* **Supplied text**:
►
In 1984 Mario Illien, Paul Morgan and Roger Penske founded Ilmor, designing and manufacturing engines for both racing and production. Ilmor quickly became successful in Indy racing before progressing to Formula One, where they won world championships with McLaren in 1998 and 1999.

The Client

During the late nineties a separate arm of the business was grown – the Special Projects Group (SPG). This group, in partnership with Honda Performance Racing in California, went on to develop an engine which dominated the 2004 and 2005 seasons of IRL racing, leading to the competition bowing out and the IRL becoming a one-make series in subsequent years. In late 2002 Mercedes-Benz began a phased buyout of Ilmor, but when this began to impact on the opportunities for Special Projects, Illien and Penske bought the SPG business. This signified the creation of Ilmor Engineering in 2005, with a new 56 employee strong workforce, and an impressive turnover of £15m. When Ilmor then needed to invest in a high performance business management system, EFACS E/8 from Exel Computer Systems was selected.
◄
* **Source data**:
►
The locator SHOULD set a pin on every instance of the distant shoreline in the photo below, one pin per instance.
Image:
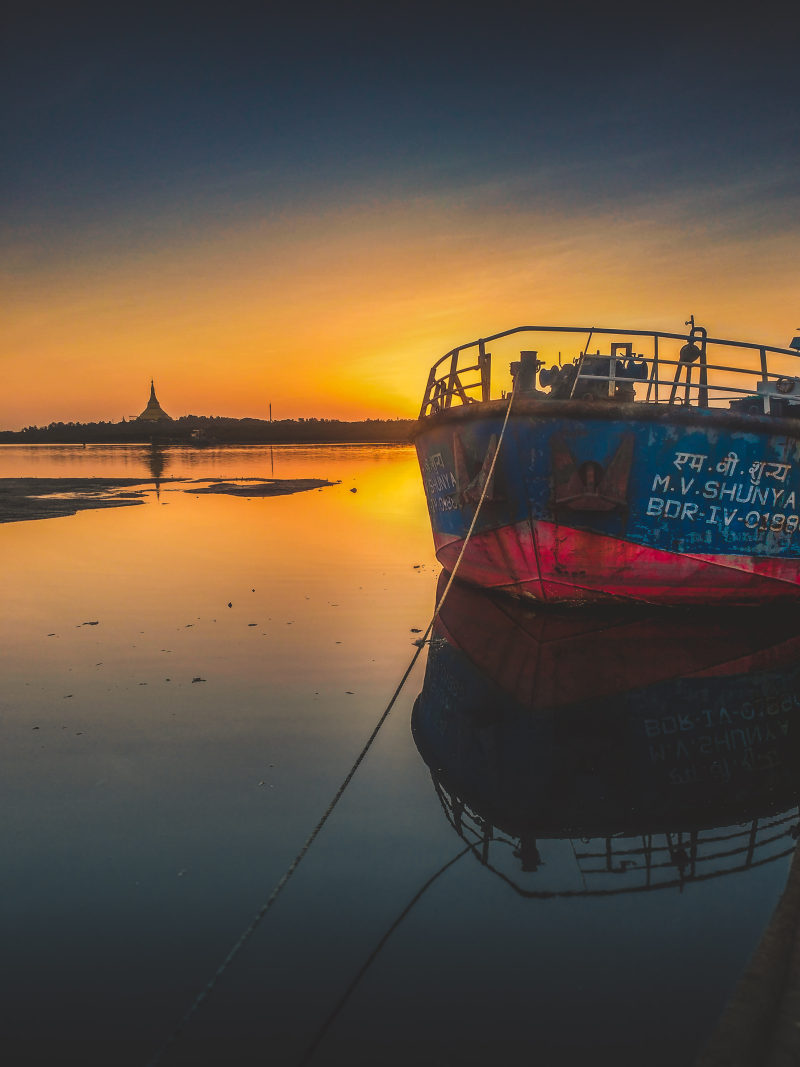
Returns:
(207, 431)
◄
* **Tasks to complete**:
**1.** List every year written as a four-digit number in the Ilmor text, each once, in order of first appearance.
**2.** Continue the Ilmor company history from the point where it stops.

* **Per-task outputs**:
**1.** 1984, 1998, 1999, 2004, 2005, 2002

**2.**
As with any company designing and supplying world class, high performance products, quality and reliability are non-negotiable standards. This applies to every process and component involved in the finished product, which in the case of an IRL engine, extends to over 3,000 parts. The failure of even the simplest part can have disastrous effects on the entire engine and, in the hyper competitive environment of Indy Car Racing, on a driver and team’s race and even championship. The other non-negotiable aspect is availability of product. Different components within an engine have different life expectancies and wear rates, which means that a readily available source of spares is essential. If a customer requires a component in order to race in 2 days time, they can’t wait 3 days for it to be made.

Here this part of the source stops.